Raw records:
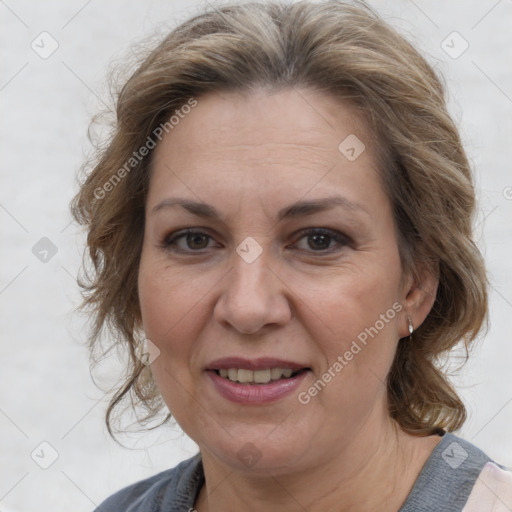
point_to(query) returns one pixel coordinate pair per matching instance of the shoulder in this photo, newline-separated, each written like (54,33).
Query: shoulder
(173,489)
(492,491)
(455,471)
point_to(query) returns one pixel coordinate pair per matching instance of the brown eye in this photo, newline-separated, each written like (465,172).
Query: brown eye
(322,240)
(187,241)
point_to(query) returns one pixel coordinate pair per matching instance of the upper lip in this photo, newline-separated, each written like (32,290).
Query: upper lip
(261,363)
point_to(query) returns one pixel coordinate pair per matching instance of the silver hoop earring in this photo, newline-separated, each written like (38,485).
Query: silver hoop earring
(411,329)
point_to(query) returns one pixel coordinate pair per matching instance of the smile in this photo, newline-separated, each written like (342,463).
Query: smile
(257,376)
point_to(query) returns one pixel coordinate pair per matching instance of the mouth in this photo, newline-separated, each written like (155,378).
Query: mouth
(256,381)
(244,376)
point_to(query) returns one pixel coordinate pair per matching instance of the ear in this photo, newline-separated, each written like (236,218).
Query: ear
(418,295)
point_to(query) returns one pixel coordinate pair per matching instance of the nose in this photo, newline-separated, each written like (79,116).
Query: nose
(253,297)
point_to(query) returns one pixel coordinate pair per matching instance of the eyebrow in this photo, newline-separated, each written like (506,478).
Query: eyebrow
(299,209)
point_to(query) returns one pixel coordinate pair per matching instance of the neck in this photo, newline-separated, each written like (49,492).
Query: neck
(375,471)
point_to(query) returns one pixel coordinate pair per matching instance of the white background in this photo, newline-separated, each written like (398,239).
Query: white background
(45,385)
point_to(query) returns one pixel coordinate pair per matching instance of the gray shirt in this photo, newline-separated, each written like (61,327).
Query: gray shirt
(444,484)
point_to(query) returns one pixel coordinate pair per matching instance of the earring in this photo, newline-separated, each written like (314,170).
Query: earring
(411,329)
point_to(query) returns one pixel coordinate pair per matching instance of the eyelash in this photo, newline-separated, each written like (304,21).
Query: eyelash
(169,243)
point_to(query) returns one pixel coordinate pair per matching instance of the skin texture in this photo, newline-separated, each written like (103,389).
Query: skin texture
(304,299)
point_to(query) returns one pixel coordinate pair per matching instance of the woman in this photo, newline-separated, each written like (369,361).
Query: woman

Instructions for the task: Reproduce word for word the stretch of the records from the line containing "written like (49,492)." through the end of the records.

Worked answer:
point_to(query) returns one pixel coordinate pair per matching instance of the neck in this photo, newline-separated, each written like (49,492).
Query: neck
(375,471)
point_to(query) returns one pixel coordinate pair per matching instance of the white background in this photo, newline-separated, each written like (398,239).
Query: white background
(45,385)
point_to(query) returns one pixel coordinate pair per matching instance of the gray shirt in this photo, newline-separated, each written like (61,327).
Query: gray shirt
(444,484)
point_to(query) returns one pixel coordinate pair per matching instance of the earring in this photo, newline-separated, each written like (314,170).
Query: earring
(411,329)
point_to(query) returns one pixel coordinate pair per matching instance of the eyelash in this photo, newline-separated, each written like (304,21).
Query: eyelash
(169,243)
point_to(query) returns one pixel coordinate pair per matching instance of the skin texture in this photo, newline-separated, each written like (103,389).
Query: skin texture
(304,299)
point_to(query) returns one pixel coordinate pair per matching instance of the woman in this photo, newline-separated, each written like (369,361).
Query: woman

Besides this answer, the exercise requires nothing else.